* begin Input *
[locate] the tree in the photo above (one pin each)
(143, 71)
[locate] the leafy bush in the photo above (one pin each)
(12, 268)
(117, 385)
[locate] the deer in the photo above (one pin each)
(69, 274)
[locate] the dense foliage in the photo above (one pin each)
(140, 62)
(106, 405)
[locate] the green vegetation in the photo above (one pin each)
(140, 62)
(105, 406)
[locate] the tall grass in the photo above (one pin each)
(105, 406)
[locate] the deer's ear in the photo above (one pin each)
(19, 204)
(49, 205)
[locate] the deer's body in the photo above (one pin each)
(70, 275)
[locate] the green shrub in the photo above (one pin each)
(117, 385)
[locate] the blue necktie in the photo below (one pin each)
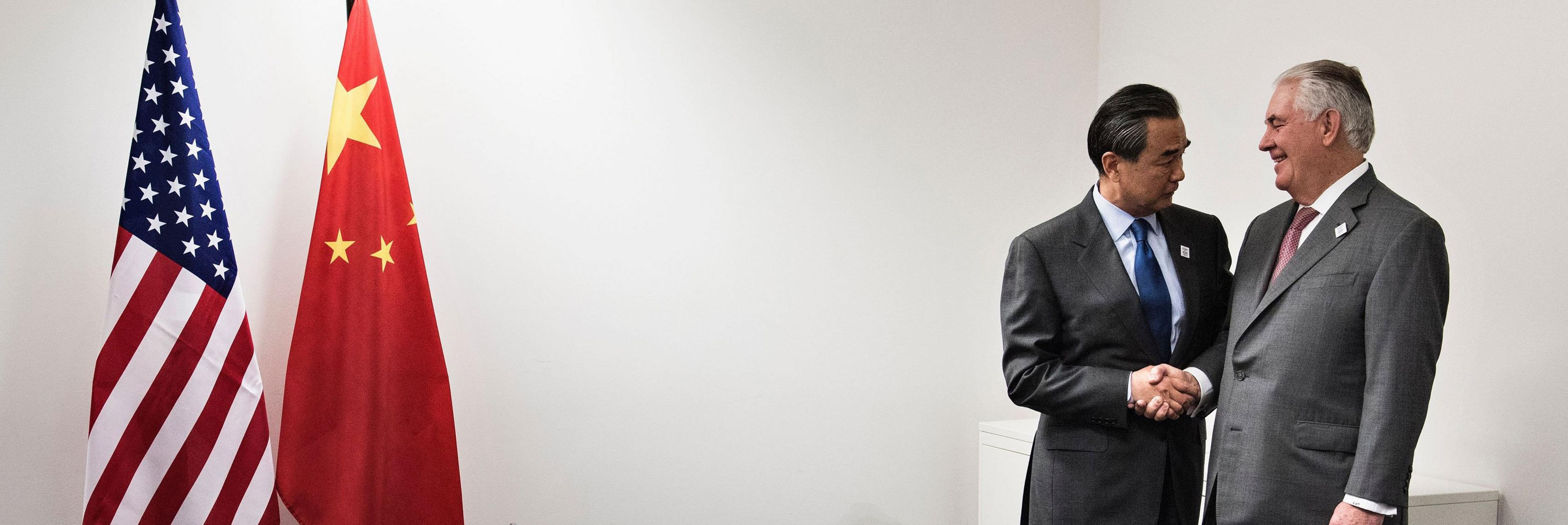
(1153, 295)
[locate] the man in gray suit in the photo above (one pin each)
(1111, 311)
(1335, 325)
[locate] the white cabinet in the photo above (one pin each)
(1004, 461)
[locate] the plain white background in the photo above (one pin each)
(737, 262)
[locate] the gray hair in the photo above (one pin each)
* end Input *
■ Stated problem ■
Revise every entry above so that "photo" becomes "image", with everything else left unchanged. Leave the picture out of your answer.

■ Correct output ■
[locate] the tree in the image above (one pin each)
(143, 71)
[locate] the leafy bush in the image above (one pin each)
(12, 268)
(117, 385)
[locate] the deer in the image above (one pin each)
(69, 274)
[locate] the dense foliage in the image above (one pin each)
(140, 62)
(106, 405)
[locate] the green vegetation in the image above (one pin each)
(140, 62)
(105, 406)
[locate] the tall grass in the image above (one pin each)
(105, 406)
[locate] the deer's ear in the image above (one pin each)
(19, 204)
(49, 205)
[locate] the deer's body in the image above (one pin each)
(70, 275)
[locate] the green shrub in the image above (one pin each)
(117, 385)
[locate] the blue necktie in the image below (one pin each)
(1153, 295)
[locate] the man in gray suit in the image above (one pin each)
(1111, 311)
(1335, 325)
[locate] the white cabinet in the image above (one pin each)
(1004, 461)
[locate] the plain white background in the image above (one pin each)
(737, 262)
[locate] the gray hair in the image above (one pin each)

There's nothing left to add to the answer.